• _Point-per-instance localization data_:
^^^^^^^^

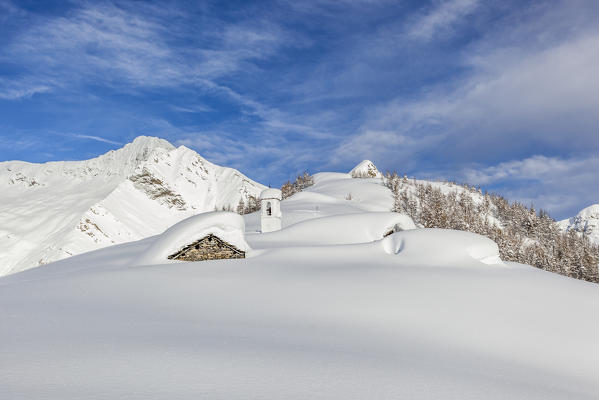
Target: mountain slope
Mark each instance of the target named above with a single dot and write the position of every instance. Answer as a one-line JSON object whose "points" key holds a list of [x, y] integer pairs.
{"points": [[323, 309], [585, 222], [54, 210]]}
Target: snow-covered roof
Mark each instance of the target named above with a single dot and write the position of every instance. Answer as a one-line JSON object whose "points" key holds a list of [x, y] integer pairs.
{"points": [[227, 226], [271, 193], [365, 169]]}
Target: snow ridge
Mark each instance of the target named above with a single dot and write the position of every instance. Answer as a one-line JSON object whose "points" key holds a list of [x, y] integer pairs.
{"points": [[54, 210], [585, 222]]}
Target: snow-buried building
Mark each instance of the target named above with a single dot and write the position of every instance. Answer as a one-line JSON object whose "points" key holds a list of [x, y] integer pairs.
{"points": [[207, 236], [210, 247]]}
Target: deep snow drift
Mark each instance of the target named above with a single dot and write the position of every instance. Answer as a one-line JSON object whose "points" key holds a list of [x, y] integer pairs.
{"points": [[326, 308], [54, 210]]}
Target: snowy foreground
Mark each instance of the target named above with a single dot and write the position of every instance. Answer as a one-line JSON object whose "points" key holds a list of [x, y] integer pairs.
{"points": [[324, 309]]}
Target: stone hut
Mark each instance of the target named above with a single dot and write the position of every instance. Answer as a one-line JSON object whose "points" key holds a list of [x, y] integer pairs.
{"points": [[210, 247], [207, 236]]}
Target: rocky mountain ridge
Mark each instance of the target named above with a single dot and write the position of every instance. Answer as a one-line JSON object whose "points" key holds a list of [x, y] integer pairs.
{"points": [[54, 210]]}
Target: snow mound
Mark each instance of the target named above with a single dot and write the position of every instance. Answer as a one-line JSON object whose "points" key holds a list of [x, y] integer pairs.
{"points": [[337, 229], [271, 193], [228, 226], [442, 247], [366, 169]]}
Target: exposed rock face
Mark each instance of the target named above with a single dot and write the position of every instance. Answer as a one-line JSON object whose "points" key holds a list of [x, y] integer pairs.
{"points": [[54, 210], [208, 248]]}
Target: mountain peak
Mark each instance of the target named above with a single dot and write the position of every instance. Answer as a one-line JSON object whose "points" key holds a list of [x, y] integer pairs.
{"points": [[585, 222], [365, 169], [129, 157]]}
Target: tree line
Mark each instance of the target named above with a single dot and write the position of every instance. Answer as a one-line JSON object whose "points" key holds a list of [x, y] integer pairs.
{"points": [[522, 234]]}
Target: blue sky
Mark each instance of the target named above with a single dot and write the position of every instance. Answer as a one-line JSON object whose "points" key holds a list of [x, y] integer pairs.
{"points": [[504, 94]]}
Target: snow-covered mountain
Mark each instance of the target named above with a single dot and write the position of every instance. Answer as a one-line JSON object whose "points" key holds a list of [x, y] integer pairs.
{"points": [[585, 222], [54, 210], [326, 308]]}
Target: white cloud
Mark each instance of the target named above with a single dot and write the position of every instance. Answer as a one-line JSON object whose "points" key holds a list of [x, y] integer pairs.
{"points": [[21, 88], [441, 18], [105, 44], [561, 185]]}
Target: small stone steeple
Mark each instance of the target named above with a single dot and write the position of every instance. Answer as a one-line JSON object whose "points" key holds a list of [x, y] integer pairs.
{"points": [[271, 210]]}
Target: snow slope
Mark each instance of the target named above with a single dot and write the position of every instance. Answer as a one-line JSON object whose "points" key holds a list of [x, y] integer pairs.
{"points": [[54, 210], [314, 312], [585, 222]]}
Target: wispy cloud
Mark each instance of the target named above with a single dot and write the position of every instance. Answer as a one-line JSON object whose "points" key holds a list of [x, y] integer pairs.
{"points": [[441, 18], [562, 185], [112, 45], [21, 88]]}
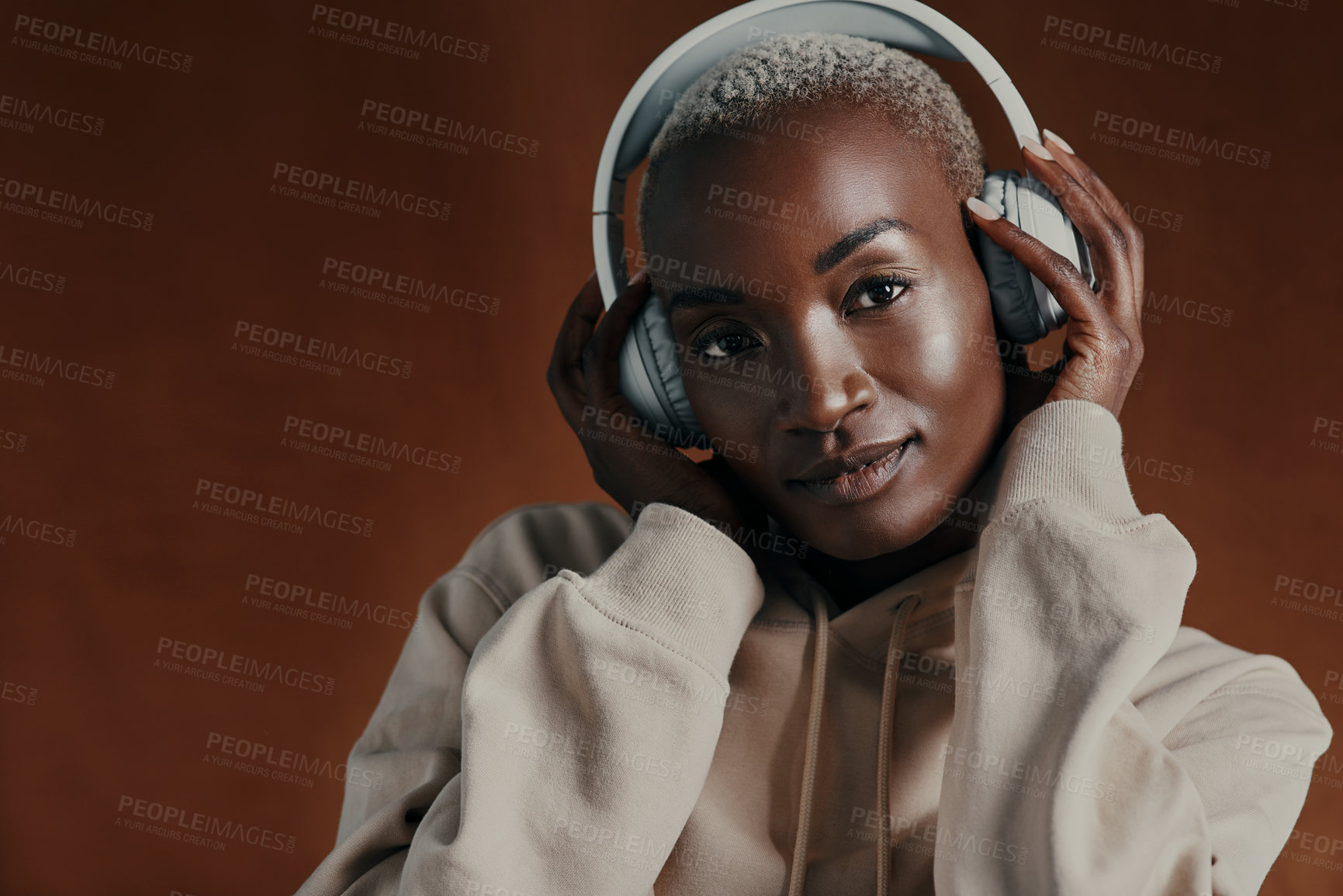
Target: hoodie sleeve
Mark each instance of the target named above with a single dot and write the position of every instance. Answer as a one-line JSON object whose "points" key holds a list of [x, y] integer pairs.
{"points": [[589, 716], [1054, 782]]}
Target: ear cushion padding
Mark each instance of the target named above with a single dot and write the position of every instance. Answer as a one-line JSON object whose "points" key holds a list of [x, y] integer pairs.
{"points": [[1010, 289], [659, 347]]}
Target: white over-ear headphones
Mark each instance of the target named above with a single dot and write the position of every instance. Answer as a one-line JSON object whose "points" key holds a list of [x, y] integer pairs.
{"points": [[650, 374]]}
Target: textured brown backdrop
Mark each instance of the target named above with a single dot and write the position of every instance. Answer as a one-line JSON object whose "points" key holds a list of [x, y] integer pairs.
{"points": [[95, 716]]}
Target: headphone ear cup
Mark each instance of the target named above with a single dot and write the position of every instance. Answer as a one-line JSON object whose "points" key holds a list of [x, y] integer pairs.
{"points": [[1010, 289], [657, 351]]}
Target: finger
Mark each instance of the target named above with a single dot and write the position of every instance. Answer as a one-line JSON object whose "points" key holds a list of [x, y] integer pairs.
{"points": [[566, 370], [1106, 240], [1083, 174], [1053, 270], [602, 356]]}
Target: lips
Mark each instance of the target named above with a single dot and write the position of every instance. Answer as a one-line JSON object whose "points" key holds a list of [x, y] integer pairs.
{"points": [[856, 476], [849, 461]]}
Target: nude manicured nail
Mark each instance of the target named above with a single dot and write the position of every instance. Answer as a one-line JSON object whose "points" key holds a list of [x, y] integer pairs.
{"points": [[982, 209], [1051, 135], [1033, 147]]}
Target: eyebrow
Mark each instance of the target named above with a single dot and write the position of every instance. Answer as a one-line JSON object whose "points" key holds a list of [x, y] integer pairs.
{"points": [[852, 240], [826, 261]]}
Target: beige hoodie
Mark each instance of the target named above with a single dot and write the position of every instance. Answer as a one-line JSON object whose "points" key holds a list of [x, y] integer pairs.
{"points": [[594, 710]]}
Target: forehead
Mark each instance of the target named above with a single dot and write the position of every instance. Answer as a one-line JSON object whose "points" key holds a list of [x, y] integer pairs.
{"points": [[735, 194]]}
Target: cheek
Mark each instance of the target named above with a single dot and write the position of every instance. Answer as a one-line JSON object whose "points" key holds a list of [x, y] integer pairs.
{"points": [[729, 402]]}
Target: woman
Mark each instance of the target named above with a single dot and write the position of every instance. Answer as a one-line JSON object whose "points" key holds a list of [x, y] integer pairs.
{"points": [[804, 670]]}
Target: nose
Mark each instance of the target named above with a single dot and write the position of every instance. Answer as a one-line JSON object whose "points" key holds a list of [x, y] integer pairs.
{"points": [[823, 380]]}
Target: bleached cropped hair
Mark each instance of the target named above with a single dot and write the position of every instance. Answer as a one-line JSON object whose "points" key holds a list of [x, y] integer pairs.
{"points": [[756, 84]]}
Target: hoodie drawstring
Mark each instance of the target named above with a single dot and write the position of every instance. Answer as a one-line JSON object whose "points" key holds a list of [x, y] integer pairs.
{"points": [[888, 711], [798, 874]]}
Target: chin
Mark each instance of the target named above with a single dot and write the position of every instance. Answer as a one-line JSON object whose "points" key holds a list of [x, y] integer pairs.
{"points": [[865, 531]]}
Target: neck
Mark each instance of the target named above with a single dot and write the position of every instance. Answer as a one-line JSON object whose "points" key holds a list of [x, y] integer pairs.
{"points": [[852, 582]]}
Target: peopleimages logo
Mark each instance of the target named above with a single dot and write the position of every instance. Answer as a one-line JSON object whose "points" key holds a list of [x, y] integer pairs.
{"points": [[33, 367], [33, 278], [1172, 143], [1100, 40], [26, 113], [438, 130], [331, 190], [404, 288], [195, 826], [277, 508], [93, 42], [75, 209], [395, 38], [207, 662]]}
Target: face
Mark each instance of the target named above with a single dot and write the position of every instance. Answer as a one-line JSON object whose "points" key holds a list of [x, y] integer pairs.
{"points": [[830, 315]]}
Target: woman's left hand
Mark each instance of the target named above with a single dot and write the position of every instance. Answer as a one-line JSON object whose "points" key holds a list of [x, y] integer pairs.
{"points": [[1104, 334]]}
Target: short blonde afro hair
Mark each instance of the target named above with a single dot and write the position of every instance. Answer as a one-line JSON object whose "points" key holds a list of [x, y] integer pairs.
{"points": [[756, 84]]}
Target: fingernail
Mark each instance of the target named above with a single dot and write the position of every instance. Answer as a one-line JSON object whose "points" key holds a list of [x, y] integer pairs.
{"points": [[1033, 145], [982, 209], [1063, 144]]}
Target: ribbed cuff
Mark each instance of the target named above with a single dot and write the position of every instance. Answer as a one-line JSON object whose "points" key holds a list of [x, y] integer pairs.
{"points": [[1068, 451], [685, 580]]}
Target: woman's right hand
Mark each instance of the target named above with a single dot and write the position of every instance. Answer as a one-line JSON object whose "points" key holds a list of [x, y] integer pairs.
{"points": [[632, 464]]}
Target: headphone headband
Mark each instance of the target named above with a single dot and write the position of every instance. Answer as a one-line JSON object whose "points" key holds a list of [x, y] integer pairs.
{"points": [[905, 25]]}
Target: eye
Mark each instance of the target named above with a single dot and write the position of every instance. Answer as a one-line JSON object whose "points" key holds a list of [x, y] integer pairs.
{"points": [[722, 341], [878, 290]]}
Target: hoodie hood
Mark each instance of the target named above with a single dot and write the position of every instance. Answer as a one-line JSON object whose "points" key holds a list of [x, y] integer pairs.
{"points": [[877, 629]]}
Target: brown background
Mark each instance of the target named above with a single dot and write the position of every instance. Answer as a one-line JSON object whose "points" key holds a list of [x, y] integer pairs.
{"points": [[81, 624]]}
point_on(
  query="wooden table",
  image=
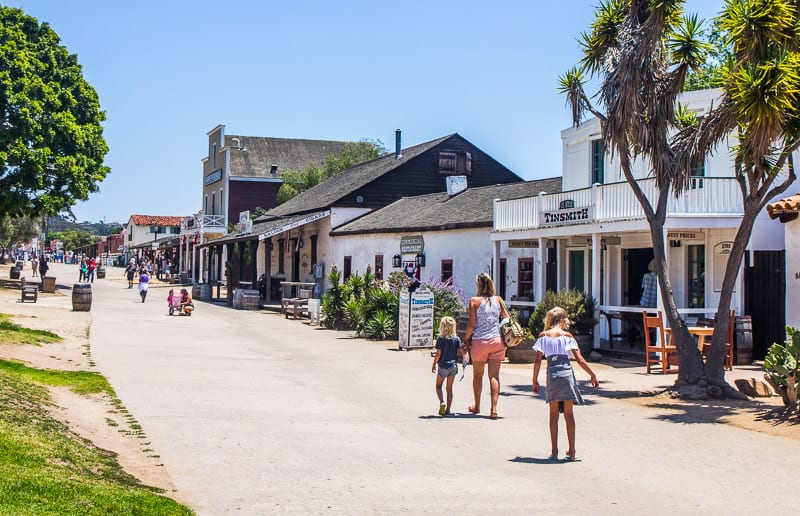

^^^^^^^^

• _INSTRUCTIONS FOR THE TASK_: Copy all lines above containing the string "ridge".

• _ANSWER FOR THE TASK_:
Target: snow ridge
Target: rocky mountain ridge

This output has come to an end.